Исходный текст →
■ ■ ■
Россия и русские в современном мире — страница 10 из 76

Н.А. Фильм – потрясающий на самом деле…

В.В. А ведь я не мог группу набрать! Все оператор морщился, говорил: «Господи, я это уже снимал в 50-е годы, вот эту всю ахинею, со всеми этими слезами и т. д.». Не верили в успех. А получилось же! Теперь это визитная карточка страны, визитная карточка поколения.

Н.А. Это целая эпоха. И ты в нее буквально погружаешься. А какие все актерские работы замечательные, все без исключения. Будто вы намеренно взялись именно за современную классику.

В.В. Конечно, не намеренно.

Н.А. А мне так показалось…

В.В. Я вообще с большими сомнениями приступал к материалу, но почему-то мне захотелось снимать именно эту историю. Очень авторитетные, очень уважаемые люди меня тогда отговаривали. Ну зачем, мол, тебе это, ну что это за сюжет, что это за мелодрамы?! Кому оно сейчас нужно?

Об этом сейчас забыли. А ведь картина была тогда в штыки встречена нашей кинематографической интеллигенцией. Один выдающийся режиссер на высоком собрании сказал даже: «Слушайте, надо что-то делать с этой картиной, она просто позор «Мосфильма»!
■ ■ ■
Исходные данные →
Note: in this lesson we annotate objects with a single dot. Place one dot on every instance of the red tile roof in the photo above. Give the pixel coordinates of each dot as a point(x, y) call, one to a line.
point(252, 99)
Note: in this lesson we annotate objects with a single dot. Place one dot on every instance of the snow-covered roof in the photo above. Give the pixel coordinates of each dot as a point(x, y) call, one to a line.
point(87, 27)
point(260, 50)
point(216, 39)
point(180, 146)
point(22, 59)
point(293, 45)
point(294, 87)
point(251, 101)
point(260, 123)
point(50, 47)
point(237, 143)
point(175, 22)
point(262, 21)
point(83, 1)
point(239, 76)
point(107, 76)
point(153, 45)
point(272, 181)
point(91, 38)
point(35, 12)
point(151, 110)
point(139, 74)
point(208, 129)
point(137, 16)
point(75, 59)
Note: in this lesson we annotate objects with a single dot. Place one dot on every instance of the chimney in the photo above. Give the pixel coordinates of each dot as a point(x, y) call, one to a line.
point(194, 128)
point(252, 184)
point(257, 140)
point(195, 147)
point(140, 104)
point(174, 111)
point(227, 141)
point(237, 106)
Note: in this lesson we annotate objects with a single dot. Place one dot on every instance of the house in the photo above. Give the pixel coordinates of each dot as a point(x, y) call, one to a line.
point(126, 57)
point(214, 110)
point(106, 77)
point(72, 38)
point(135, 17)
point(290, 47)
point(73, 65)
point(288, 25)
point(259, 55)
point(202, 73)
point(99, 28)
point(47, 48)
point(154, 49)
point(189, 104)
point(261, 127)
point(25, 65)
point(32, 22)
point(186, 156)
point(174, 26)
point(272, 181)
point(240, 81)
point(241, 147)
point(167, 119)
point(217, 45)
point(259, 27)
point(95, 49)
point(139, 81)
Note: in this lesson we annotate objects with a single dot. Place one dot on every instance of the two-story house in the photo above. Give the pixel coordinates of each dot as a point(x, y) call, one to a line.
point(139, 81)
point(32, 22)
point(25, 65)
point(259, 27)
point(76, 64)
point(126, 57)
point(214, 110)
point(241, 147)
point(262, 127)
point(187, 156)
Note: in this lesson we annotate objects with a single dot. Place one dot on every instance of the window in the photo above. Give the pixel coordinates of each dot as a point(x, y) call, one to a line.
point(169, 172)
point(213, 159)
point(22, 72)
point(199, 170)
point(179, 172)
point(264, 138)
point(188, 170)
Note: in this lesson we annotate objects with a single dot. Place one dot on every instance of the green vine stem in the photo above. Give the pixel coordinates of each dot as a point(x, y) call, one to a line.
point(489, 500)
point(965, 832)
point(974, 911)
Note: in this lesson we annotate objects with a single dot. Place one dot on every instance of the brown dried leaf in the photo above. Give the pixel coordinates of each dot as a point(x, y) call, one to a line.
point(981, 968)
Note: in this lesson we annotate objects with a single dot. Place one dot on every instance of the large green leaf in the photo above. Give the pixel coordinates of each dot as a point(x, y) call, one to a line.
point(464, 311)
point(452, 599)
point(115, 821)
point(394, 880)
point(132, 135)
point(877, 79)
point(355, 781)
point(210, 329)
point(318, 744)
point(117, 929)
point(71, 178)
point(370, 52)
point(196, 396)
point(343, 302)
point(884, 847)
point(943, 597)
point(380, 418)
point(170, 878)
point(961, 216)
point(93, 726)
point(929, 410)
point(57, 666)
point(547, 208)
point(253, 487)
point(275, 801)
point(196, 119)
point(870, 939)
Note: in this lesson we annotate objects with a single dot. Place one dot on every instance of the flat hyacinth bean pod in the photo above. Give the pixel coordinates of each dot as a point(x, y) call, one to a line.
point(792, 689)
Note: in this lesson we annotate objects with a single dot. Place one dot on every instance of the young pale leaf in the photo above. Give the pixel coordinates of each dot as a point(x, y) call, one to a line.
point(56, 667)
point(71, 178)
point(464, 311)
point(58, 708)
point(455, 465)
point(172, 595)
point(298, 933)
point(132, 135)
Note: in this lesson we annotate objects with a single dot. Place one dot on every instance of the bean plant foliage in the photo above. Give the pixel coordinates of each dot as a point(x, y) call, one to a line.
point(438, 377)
■ ■ ■
Что требуется →
Перепишите отрывок беседы о фильме, всё от «Н.А. Это целая» и ниже до «Конечно, не намеренно.», заменив слово «эпоха» на «эра».

Ответ на задание →
Н.А. Это целая эра. И ты в нее буквально погружаешься. А какие все актерские работы замечательные, все без исключения. Будто вы намеренно взялись именно за современную классику.

В.В. Конечно, не намеренно.